• **Instructions for the task**
When the line containing "[locate] red coaster" is reached, include it and end there; set down verbatim every line before it, starting at the top of the records.

• **Supplied records**
▽

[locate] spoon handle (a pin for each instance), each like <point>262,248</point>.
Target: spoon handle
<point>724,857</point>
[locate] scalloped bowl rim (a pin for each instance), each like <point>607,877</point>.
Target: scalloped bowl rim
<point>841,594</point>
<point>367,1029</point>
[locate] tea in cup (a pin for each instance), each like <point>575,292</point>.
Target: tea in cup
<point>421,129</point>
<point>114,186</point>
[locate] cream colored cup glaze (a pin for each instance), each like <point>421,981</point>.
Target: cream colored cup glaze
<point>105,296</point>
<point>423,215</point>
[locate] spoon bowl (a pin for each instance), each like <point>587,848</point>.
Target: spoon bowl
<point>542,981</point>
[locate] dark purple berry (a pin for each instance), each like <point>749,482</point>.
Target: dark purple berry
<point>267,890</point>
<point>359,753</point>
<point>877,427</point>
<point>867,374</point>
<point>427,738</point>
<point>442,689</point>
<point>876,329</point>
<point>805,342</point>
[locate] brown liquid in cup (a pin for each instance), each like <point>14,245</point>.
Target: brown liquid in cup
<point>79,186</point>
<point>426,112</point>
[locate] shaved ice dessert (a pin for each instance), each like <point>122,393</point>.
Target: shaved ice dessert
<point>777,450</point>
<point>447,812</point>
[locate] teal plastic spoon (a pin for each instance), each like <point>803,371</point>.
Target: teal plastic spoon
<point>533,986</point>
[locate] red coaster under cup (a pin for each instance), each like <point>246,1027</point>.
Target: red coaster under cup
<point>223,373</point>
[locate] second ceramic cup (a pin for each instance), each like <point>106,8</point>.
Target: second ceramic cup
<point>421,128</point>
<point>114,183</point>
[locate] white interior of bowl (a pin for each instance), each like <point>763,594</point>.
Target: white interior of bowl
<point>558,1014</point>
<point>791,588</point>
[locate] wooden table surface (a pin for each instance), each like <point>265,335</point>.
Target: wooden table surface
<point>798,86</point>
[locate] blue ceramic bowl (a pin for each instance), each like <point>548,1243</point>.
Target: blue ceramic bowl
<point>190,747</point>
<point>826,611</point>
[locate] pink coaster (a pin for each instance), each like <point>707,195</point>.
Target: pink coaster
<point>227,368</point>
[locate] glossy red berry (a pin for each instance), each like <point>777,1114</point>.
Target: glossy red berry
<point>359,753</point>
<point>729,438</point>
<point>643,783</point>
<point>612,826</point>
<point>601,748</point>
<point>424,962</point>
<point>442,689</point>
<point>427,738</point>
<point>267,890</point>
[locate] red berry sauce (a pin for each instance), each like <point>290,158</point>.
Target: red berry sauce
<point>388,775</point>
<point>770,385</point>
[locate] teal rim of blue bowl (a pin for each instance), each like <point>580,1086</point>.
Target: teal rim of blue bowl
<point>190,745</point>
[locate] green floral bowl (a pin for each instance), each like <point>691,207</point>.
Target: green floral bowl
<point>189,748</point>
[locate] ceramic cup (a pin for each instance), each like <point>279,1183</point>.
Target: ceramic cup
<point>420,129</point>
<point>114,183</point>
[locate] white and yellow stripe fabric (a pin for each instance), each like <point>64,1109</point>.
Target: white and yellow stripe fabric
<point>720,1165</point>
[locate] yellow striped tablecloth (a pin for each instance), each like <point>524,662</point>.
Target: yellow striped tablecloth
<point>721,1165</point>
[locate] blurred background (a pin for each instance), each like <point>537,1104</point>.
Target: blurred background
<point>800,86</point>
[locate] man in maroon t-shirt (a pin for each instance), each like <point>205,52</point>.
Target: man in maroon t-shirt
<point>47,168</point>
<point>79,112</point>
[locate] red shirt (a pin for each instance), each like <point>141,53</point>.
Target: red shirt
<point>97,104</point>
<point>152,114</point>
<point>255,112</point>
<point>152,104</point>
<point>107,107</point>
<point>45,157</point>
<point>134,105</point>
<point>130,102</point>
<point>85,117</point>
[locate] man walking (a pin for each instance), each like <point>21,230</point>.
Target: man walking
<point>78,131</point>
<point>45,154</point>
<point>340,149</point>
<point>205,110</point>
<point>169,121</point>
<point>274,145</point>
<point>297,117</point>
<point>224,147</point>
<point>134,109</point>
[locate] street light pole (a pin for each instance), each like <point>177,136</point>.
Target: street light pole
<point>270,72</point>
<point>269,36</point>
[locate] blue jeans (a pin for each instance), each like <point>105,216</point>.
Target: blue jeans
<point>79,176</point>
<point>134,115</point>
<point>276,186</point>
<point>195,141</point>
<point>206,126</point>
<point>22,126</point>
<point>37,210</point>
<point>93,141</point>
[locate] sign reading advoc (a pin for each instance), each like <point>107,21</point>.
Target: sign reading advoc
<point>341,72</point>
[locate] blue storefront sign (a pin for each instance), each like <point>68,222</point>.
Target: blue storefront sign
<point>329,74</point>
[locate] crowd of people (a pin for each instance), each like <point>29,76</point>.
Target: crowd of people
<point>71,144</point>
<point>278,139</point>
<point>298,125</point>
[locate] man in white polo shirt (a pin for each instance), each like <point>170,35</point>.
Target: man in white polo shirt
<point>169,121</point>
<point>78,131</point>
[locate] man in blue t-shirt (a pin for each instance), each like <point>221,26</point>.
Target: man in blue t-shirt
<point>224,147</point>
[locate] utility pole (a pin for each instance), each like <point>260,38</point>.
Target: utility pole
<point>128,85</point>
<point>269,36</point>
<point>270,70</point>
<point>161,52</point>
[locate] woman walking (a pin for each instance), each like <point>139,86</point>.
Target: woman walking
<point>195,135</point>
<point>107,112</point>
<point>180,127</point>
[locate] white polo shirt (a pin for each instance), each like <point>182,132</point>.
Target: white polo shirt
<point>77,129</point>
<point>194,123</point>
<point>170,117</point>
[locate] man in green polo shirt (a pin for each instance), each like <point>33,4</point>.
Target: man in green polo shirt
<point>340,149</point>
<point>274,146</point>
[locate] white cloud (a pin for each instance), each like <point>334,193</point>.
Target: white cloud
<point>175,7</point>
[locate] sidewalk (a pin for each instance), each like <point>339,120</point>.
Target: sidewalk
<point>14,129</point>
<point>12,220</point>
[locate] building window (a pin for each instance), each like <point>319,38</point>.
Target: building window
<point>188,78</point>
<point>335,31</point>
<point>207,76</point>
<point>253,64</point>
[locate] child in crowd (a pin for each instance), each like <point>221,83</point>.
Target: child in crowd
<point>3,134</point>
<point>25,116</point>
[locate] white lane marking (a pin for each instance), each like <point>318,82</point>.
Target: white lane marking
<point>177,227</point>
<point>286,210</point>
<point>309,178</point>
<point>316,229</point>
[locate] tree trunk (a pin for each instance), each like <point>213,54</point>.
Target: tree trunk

△

• **Answer area**
[locate] spoon handle (a pin for each instance), each like <point>262,248</point>.
Target: spoon handle
<point>724,857</point>
[locate] scalloped bowl rim (a pin for each instance), each like <point>607,877</point>.
Target: scalloped bowl rim
<point>841,594</point>
<point>367,1029</point>
[locate] tea in cup (a pin for each instance), each like <point>575,292</point>.
Target: tea in cup
<point>421,129</point>
<point>114,186</point>
[locate] cream colored cup glaze (a pin for each instance), each like <point>421,981</point>.
Target: cream colored cup glaze
<point>105,296</point>
<point>423,215</point>
[locate] spoon bowl (a pin for each instance), each like <point>587,848</point>.
Target: spoon bowl
<point>542,981</point>
[locate] dark purple berry (a pin for each instance), each like <point>749,482</point>.
Target: dark purple berry
<point>267,890</point>
<point>359,753</point>
<point>877,427</point>
<point>867,374</point>
<point>427,738</point>
<point>442,689</point>
<point>876,329</point>
<point>805,342</point>
[locate] brown liquid in cup (a pin for each instance), each like <point>14,245</point>.
Target: brown liquid in cup
<point>79,186</point>
<point>426,112</point>
[locate] shaved ice dessert (a pin for each instance), each like <point>122,393</point>.
Target: shaved ice dessert
<point>777,450</point>
<point>447,812</point>
[locate] teal plastic spoon (a pin for each instance), each like <point>803,371</point>.
Target: teal plastic spoon
<point>533,986</point>
[locate] red coaster under cup (a pin for each instance), each like <point>246,1027</point>.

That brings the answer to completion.